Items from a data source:
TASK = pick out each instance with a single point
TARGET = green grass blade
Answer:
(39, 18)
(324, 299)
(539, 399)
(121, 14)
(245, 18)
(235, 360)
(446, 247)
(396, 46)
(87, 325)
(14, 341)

## [Work order]
Print each record word for word.

## [Exercise answer]
TASK = pick out each instance with a single point
TARGET = green grass blade
Answer:
(39, 18)
(324, 299)
(539, 399)
(121, 14)
(245, 18)
(235, 360)
(446, 247)
(396, 46)
(87, 325)
(14, 341)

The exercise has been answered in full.